-- Start Passage provided --
The Frontiers of Optical Coatings (FOC) conference is the top-level conference about optical coatings held in Asia and also one of the largest and highest level academic conferences around the world in this field. The last five FOC conferences have attracted scientists from around the world to present the latest scientific and industry developments of the optical coating domain.

Considering the rapid progress of optical coating and the high-impact of the FOC conference, Optical Engineering published a special section of selected papers from FOC2023. The special section consists of seven papers related to recent advances in optical coating range from EUV to infrared.

Thermal radiation from high-temperature application conditions of infrared windows can cause serious interference with infrared imaging systems. Yang et al. investigated the modulation effects of the optical properties and curvature characteristics of the two surfaces on the thermal radiation distribution from the window and proposed an approach to suppress the thermal radiation.

Zhang et al. designed multilayer structures with global optimization for radiative cooling, and the theoretically smallest thickness with the best absorption performance was achieved in the 8 to $13\mu \mathrm{m}$ range.

He et al. proposed a high-reflectivity (HR) multilayer film consisting of two mixed-oxide materials with Nb fractions of 20% and 95%. The residual stress of this mixed-oxide multilayer HR film is completely self-compensated through annealing while the reflectance remains high in the wavelength band of interest and spatially uniform over the substrate surface.

Wang et al. investigated multilayer structures with a thin chromium (Cr) layer embedded in the high reflective silver layer and dielectric layers. Reflectivity in the range of 450 to 900 nm can be easily manipulated by adjusting the thickness of the Cr and dielectric layers.
-- End Passage provided --
→ **Brief**:
Please carry on the overview of the FOC2023 optical coatings special section from where it stops.
-- Start Extracted records --
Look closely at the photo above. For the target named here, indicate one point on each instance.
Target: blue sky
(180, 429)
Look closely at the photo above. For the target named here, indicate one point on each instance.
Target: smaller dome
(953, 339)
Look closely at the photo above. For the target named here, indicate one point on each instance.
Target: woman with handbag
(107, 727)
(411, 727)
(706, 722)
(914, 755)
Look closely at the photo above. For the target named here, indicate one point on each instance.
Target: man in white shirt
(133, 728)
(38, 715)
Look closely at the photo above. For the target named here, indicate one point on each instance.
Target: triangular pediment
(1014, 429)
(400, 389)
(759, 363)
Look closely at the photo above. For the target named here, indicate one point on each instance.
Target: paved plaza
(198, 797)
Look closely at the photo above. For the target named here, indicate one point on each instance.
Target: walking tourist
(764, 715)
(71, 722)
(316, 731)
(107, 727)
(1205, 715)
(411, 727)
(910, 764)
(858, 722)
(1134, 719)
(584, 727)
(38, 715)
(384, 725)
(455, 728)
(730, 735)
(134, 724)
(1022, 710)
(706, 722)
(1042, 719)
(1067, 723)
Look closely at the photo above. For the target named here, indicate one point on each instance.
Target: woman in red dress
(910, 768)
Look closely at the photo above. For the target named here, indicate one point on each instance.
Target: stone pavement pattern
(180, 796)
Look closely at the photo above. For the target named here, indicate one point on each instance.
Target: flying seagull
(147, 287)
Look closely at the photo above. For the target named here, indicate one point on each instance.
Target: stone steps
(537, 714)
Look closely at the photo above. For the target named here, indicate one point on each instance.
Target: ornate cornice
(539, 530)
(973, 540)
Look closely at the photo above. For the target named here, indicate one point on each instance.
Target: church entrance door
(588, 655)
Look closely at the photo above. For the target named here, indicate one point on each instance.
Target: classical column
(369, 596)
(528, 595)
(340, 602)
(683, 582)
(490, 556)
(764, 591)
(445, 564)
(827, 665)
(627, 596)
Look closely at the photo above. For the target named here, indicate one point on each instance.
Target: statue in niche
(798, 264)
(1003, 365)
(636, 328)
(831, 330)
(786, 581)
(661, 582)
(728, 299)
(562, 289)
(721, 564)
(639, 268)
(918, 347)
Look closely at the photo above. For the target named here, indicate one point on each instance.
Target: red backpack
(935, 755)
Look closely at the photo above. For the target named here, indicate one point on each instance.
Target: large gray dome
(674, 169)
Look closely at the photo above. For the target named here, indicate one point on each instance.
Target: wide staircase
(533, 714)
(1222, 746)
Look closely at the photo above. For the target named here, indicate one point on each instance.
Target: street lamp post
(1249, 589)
-- End Extracted records --
→ **Task answer**:
Li et al. evaluated the effect of storage conditions on the performance of $\mathrm{Al}/\mathrm{LiF}/{\mathrm{MgF}}_2$ mirrors in the far ultraviolet (FUV). It shows that mirrors stored in a 20% RH environment exhibit the smallest degradation of reflectivity and a relatively stable surface morphology.

Zhang et al. proposed to use Al (1.5wt. % Si) to improve the reflectivity of Mo/Al multilayers in the spectral range of extreme ultraviolet. They show that the Mo/Al (1.5wt. % Si) multilayers possess a significantly improved interfacial structure and low surface roughness compared with Mo/Al (pure). And a peak reflectivity of 29.4% at 58.4 nm is achieved for Mo/Al (1.5%Si) multilayers, whereas it is only 17.4% for Mo/Al (pure).

Advantages of high-refractive index (HRI) glass wafers for augmented reality wearables include high transparency, low birefringence, and high mechanical stability. Wang et al. conducted optical characterization of uncoated HRI glass wafers. A refractive index homogeneity of 99.976% and an optical thickness homogeneity of 99.979% were realized. Finally, an anti-reflective coating was deposited, which leads to a visible reflectance below 0.5% over a broad visible spectral range with a desired neutral aesthetic appearance.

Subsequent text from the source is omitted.